> [Wybrany fragment]
30-09-2009 21:36
Ideał polskiego realizmu?
W działach: Inspiracje do RPG, Literatura | Odsłony: 272
Niedawno rozmawiałem z Magdą Reputakowską na temat Pieśni lodu i ognia George'a Martina. Szło przede wszystkim o to, jakie to jest fantasy. Stwierdziłem wówczas: w przeważającej części low, bardzo bliskie temu, co w polskim RPG nazywamy czasami (mylnie) realizmem. Wulgaryzmy, krew i seks (zwłaszcza w drugim tomie – dwa do tej pory przeczytałem), sporo egoistycznych postaci, a każda obdarzona skazami psychologicznymi (nawet Eddardowi Starkowi się oderwało, choć niedaleko mu do heroicznego ideału), wybory motywowane właśnie psychologią (a nie na przykład, jak u Tolkiena albo w baśniach, konstrukcją świata i fabuły), niewiele magii (aczkolwiek ma jej być coraz więcej w kolejnych częściach). Słowem: jeżeli nie brudny mrok, to przynajmniej, nieprawdaż, przybrudzony mroczek.
A tymczasem – tere-fere! (Jak powiedział Lucek, tłumacząc na żywo pewien fragment wypowiedzi Johna Wicka). Dlaczego tere-fere?
Dlatego tere-fere, że Martin (czasem bardzo subtelnie) wplata w swój świat wątki, które trudno przyporządkować innej odmianie gatunkowej niż high fantasy. Można tu wskazać przynajmniej dwie osnowy świata przedstawionego. Po pierwsze, rozmach. Sygnalizuje go już tytuł początkowej części cyklu – A Game of Thrones, Gra o tron. Ponadto ważni bohaterowie tej opowieści w większości nie są wieśniakami, handlarzami czy rzemieślnikami, ale królami, książętami, rycerzami. W dodatku północną część ziem Westeros zamyka dwustumetrowy mur z lodu o długości prawie pięciuset kilometrów, zbudowany osiem tysięcy lat temu.
Po drugie, symbolika. Jej przykład: już po kilkunastu stronach przeczytamy o śmierci wielkiej wilczycy, która urodziła kilkoro dzieci – po jednym dla każdego z młodych potomków rodu Starków. Podczas swojej lektury przeszedłem na tym do porządku dziennego – nie zauważyłem, że to zdarzenie ma charakter przepowiedni. Nie będę tu opisywał związku między nim a losami dumnej rodziny z północy, nie chcąc zdradzać fabuły; dość powiedzieć, że kiedy został mi wskazany, od razu wydał się wręcz oczywisty.

> [Zebrane dane]
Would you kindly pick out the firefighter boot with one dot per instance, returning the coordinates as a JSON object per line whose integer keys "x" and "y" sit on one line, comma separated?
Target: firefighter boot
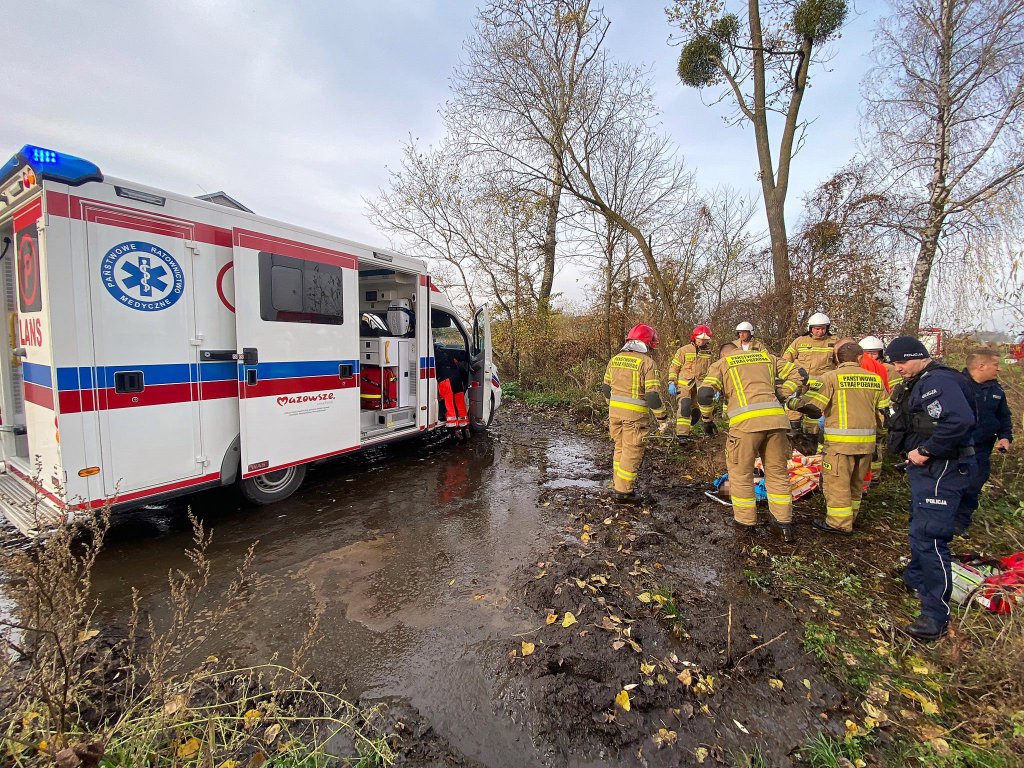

> [Twoje zadania]
1. Zaktualizuj tekst o cyklu Martina od „30-09-2009 21:36” do „nieprawdaż, przybrudzony mroczek.”, wstawiając „Lewisa” w miejsce „Tolkiena”, i podaj ten urywek w nowej wersji.
2. Kontynuuj tekst o cyklu Martina, zaczynając zaraz po jego ostatnim zdaniu.

> [Wyniki]
1.
30-09-2009 21:36
Ideał polskiego realizmu?
W działach: Inspiracje do RPG, Literatura | Odsłony: 272
Niedawno rozmawiałem z Magdą Reputakowską na temat Pieśni lodu i ognia George'a Martina. Szło przede wszystkim o to, jakie to jest fantasy. Stwierdziłem wówczas: w przeważającej części low, bardzo bliskie temu, co w polskim RPG nazywamy czasami (mylnie) realizmem. Wulgaryzmy, krew i seks (zwłaszcza w drugim tomie – dwa do tej pory przeczytałem), sporo egoistycznych postaci, a każda obdarzona skazami psychologicznymi (nawet Eddardowi Starkowi się oderwało, choć niedaleko mu do heroicznego ideału), wybory motywowane właśnie psychologią (a nie na przykład, jak u Lewisa albo w baśniach, konstrukcją świata i fabuły), niewiele magii (aczkolwiek ma jej być coraz więcej w kolejnych częściach). Słowem: jeżeli nie brudny mrok, to przynajmniej, nieprawdaż, przybrudzony mroczek.

2.
Żaden z tych elementów z osobna wysokiej fantasy nie czyni. Ale wszystkie razem, coraz bardziej wyraźne z tomu na tom, pozwalają sądzić, że Martin bardzo starannie zaplanował kształt swojego cyklu. I to nie tylko tam, gdzie idzie o rozległą panoramę miejsc, postaci i zdarzeń (podobną jak u Jordana czy Eriksona – skądinąd moim zdaniem słabszych o klasę, zwłaszcza w sposobie tworzenia fabuły i prowadzenia narracji), ale i tam, gdzie na pierwszy rzut oka tego nie widać. Z niecierpliwością czekam na następne części, aby zobaczyć na własne oczy, jak przebiega ewolucja tego zamierzonego siedmioksięgu.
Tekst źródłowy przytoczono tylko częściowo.